(Region outline entries)
*****

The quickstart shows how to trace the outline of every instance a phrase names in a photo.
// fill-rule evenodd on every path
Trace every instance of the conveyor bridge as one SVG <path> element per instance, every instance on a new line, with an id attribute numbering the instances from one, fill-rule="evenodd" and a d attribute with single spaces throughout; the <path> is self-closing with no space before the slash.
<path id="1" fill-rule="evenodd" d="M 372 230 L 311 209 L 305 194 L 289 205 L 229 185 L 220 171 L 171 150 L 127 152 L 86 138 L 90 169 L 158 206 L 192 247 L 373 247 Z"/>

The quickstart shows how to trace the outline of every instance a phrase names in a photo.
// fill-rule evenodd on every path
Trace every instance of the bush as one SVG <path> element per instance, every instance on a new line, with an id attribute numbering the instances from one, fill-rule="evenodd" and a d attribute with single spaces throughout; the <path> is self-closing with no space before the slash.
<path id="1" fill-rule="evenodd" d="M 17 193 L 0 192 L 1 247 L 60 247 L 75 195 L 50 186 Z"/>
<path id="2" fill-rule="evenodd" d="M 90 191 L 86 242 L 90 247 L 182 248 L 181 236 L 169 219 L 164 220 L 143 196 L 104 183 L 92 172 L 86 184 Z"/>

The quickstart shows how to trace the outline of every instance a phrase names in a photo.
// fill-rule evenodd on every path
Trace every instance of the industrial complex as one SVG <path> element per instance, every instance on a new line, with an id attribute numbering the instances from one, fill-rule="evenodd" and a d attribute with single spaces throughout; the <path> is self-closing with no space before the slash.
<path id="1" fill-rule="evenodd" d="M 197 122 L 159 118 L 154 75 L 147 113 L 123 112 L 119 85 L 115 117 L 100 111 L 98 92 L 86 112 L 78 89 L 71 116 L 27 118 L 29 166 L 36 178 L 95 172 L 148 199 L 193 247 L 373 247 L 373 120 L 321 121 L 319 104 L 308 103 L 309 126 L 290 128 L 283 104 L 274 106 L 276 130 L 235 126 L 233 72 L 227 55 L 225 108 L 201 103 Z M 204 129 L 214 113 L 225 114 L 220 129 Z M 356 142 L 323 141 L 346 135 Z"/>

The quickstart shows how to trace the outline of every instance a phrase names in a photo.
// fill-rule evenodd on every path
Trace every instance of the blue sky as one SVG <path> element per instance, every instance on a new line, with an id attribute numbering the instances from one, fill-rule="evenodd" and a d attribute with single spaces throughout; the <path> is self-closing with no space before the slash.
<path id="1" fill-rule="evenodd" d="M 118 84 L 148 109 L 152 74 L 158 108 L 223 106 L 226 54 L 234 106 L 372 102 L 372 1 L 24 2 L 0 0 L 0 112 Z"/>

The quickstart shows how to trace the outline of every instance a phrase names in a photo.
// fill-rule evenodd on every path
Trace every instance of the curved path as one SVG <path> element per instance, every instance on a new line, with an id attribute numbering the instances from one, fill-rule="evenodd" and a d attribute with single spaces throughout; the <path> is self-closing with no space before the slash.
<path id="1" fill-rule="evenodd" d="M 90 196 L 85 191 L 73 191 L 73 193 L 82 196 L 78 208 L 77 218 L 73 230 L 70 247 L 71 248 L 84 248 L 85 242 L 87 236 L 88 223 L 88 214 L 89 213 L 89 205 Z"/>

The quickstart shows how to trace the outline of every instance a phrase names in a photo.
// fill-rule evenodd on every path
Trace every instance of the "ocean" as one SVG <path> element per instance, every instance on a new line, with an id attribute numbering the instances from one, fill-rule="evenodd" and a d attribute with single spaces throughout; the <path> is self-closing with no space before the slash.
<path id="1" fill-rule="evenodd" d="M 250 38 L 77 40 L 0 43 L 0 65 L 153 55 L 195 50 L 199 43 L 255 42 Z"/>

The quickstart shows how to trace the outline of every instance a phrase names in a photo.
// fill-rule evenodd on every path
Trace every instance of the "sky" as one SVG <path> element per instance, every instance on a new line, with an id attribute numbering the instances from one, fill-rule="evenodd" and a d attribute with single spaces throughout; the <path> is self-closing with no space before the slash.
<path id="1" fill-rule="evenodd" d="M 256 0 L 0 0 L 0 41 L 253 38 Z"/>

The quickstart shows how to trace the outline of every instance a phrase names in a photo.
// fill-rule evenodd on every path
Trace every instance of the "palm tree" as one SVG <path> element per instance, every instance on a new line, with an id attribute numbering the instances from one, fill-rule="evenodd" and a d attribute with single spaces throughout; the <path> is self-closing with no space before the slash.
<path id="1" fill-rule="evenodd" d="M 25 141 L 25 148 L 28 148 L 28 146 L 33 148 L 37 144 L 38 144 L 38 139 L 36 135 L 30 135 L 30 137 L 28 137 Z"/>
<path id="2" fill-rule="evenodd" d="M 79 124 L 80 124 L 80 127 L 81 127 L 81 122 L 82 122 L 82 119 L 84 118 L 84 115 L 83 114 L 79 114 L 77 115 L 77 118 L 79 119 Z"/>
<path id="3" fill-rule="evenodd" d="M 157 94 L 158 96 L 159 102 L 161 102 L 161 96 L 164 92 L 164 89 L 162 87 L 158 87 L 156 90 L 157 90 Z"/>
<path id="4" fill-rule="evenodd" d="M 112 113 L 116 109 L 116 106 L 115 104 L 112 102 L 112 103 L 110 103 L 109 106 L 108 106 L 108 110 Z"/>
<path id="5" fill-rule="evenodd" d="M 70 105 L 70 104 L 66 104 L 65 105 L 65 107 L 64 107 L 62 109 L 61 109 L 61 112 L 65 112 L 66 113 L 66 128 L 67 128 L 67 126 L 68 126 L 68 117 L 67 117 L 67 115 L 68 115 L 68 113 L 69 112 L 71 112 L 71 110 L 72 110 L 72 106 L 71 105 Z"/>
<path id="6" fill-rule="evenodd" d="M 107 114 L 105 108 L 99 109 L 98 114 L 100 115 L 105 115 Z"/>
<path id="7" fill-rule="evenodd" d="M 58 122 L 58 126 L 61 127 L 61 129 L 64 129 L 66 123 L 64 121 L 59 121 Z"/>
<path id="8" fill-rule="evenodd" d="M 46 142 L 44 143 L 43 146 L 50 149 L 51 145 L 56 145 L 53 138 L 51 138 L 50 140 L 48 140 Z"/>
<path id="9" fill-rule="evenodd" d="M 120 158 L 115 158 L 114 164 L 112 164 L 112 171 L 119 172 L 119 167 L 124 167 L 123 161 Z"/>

*****

Give all the records above as a JSON list of strings, with one string for each line and no blank lines.

[
  "The quickstart shows how to trace the outline of every instance a phrase names in a photo.",
  "// fill-rule evenodd on every path",
  "Trace every instance of the conveyor bridge as one SVG <path> element per instance, every instance on a new line, with an id attribute numbering the instances from one, fill-rule=\"evenodd\" and a d attribute with single spaces throughout; the <path> is self-closing with no space before the slash.",
  "<path id=\"1\" fill-rule=\"evenodd\" d=\"M 372 230 L 311 209 L 305 194 L 289 205 L 229 185 L 220 171 L 171 150 L 127 152 L 86 138 L 90 169 L 158 206 L 192 247 L 373 247 Z\"/>",
  "The quickstart shows how to trace the outline of every instance a phrase names in a photo.",
  "// fill-rule evenodd on every path",
  "Trace every instance of the bush as one SVG <path> element per instance, every instance on a new line, with an id attribute numbering the instances from one, fill-rule=\"evenodd\" and a d attribute with single spaces throughout; the <path> is self-closing with no space before the slash.",
  "<path id=\"1\" fill-rule=\"evenodd\" d=\"M 17 193 L 0 192 L 1 247 L 60 247 L 75 195 L 50 186 Z\"/>",
  "<path id=\"2\" fill-rule=\"evenodd\" d=\"M 90 191 L 86 242 L 90 247 L 182 248 L 181 236 L 169 219 L 164 220 L 143 196 L 104 183 L 92 172 L 86 184 Z\"/>",
  "The quickstart shows how to trace the outline of every instance a phrase names in a photo.",
  "// fill-rule evenodd on every path",
  "Trace every instance of the industrial complex as one SVG <path> element per instance, every instance on a new line, with an id attribute numbering the instances from one, fill-rule=\"evenodd\" and a d attribute with single spaces throughout; the <path> is self-closing with no space before the slash.",
  "<path id=\"1\" fill-rule=\"evenodd\" d=\"M 197 122 L 159 118 L 154 75 L 147 113 L 123 112 L 119 85 L 115 117 L 100 111 L 98 92 L 86 112 L 78 89 L 71 116 L 27 118 L 29 166 L 36 178 L 95 172 L 148 199 L 193 247 L 373 247 L 373 120 L 321 121 L 319 104 L 308 103 L 309 126 L 290 128 L 283 104 L 274 106 L 276 130 L 235 126 L 233 72 L 227 55 L 225 108 L 201 103 Z M 204 129 L 214 113 L 225 114 L 220 129 Z M 356 142 L 323 141 L 346 135 Z\"/>",
  "The quickstart shows how to trace the outline of every instance a phrase names in a photo.",
  "// fill-rule evenodd on every path",
  "Trace every instance of the blue sky as one SVG <path> element per instance, every instance on a new line, with an id attribute numbering the instances from one, fill-rule=\"evenodd\" and a d attribute with single spaces throughout; the <path> is self-closing with no space before the slash.",
  "<path id=\"1\" fill-rule=\"evenodd\" d=\"M 118 84 L 148 109 L 152 74 L 158 108 L 223 106 L 226 54 L 234 106 L 372 102 L 372 1 L 24 2 L 0 0 L 0 112 Z\"/>",
  "The quickstart shows how to trace the outline of every instance a phrase names in a photo.",
  "// fill-rule evenodd on every path",
  "Trace every instance of the curved path as one SVG <path> element per instance, every instance on a new line, with an id attribute numbering the instances from one, fill-rule=\"evenodd\" and a d attribute with single spaces throughout; the <path> is self-closing with no space before the slash.",
  "<path id=\"1\" fill-rule=\"evenodd\" d=\"M 90 196 L 85 191 L 73 191 L 73 193 L 82 196 L 78 208 L 77 218 L 73 230 L 70 247 L 71 248 L 84 248 L 85 242 L 87 236 L 88 223 L 88 214 L 89 213 L 89 205 Z\"/>",
  "The quickstart shows how to trace the outline of every instance a phrase names in a photo.",
  "// fill-rule evenodd on every path",
  "Trace every instance of the \"ocean\" as one SVG <path> element per instance, every instance on a new line, with an id attribute numbering the instances from one, fill-rule=\"evenodd\" and a d attribute with single spaces throughout; the <path> is self-closing with no space before the slash.",
  "<path id=\"1\" fill-rule=\"evenodd\" d=\"M 250 38 L 77 40 L 0 43 L 0 65 L 153 55 L 195 50 L 199 43 L 255 42 Z\"/>",
  "The quickstart shows how to trace the outline of every instance a phrase names in a photo.",
  "// fill-rule evenodd on every path",
  "Trace every instance of the \"sky\" as one SVG <path> element per instance, every instance on a new line, with an id attribute numbering the instances from one, fill-rule=\"evenodd\" and a d attribute with single spaces throughout; the <path> is self-closing with no space before the slash.",
  "<path id=\"1\" fill-rule=\"evenodd\" d=\"M 256 0 L 0 0 L 0 41 L 253 38 Z\"/>",
  "The quickstart shows how to trace the outline of every instance a phrase names in a photo.",
  "// fill-rule evenodd on every path",
  "Trace every instance of the \"palm tree\" as one SVG <path> element per instance, every instance on a new line, with an id attribute numbering the instances from one, fill-rule=\"evenodd\" and a d attribute with single spaces throughout; the <path> is self-closing with no space before the slash.",
  "<path id=\"1\" fill-rule=\"evenodd\" d=\"M 25 141 L 25 148 L 28 148 L 28 146 L 33 148 L 37 144 L 38 144 L 38 139 L 36 135 L 30 135 L 30 137 L 28 137 Z\"/>",
  "<path id=\"2\" fill-rule=\"evenodd\" d=\"M 79 124 L 80 124 L 80 127 L 81 127 L 81 122 L 82 122 L 82 119 L 84 118 L 84 115 L 83 114 L 79 114 L 77 115 L 77 118 L 79 119 Z\"/>",
  "<path id=\"3\" fill-rule=\"evenodd\" d=\"M 157 94 L 158 96 L 159 102 L 161 102 L 161 96 L 164 92 L 164 89 L 162 87 L 158 87 L 156 90 L 157 90 Z\"/>",
  "<path id=\"4\" fill-rule=\"evenodd\" d=\"M 112 113 L 116 109 L 116 106 L 115 104 L 112 102 L 112 103 L 110 103 L 109 106 L 108 106 L 108 110 Z\"/>",
  "<path id=\"5\" fill-rule=\"evenodd\" d=\"M 70 105 L 70 104 L 66 104 L 65 105 L 65 107 L 64 107 L 62 109 L 61 109 L 61 112 L 65 112 L 66 113 L 66 128 L 67 128 L 67 126 L 68 126 L 68 117 L 67 117 L 67 115 L 68 115 L 68 113 L 69 112 L 71 112 L 71 110 L 72 110 L 72 106 L 71 105 Z\"/>",
  "<path id=\"6\" fill-rule=\"evenodd\" d=\"M 107 114 L 105 108 L 99 109 L 98 114 L 100 115 L 105 115 Z\"/>",
  "<path id=\"7\" fill-rule=\"evenodd\" d=\"M 58 122 L 58 126 L 61 127 L 61 129 L 64 129 L 66 123 L 64 121 L 59 121 Z\"/>",
  "<path id=\"8\" fill-rule=\"evenodd\" d=\"M 46 142 L 44 143 L 43 146 L 50 149 L 51 145 L 56 145 L 53 138 L 51 138 L 50 140 L 48 140 Z\"/>",
  "<path id=\"9\" fill-rule=\"evenodd\" d=\"M 120 158 L 115 158 L 114 164 L 112 164 L 112 171 L 119 172 L 119 167 L 124 167 L 123 161 Z\"/>"
]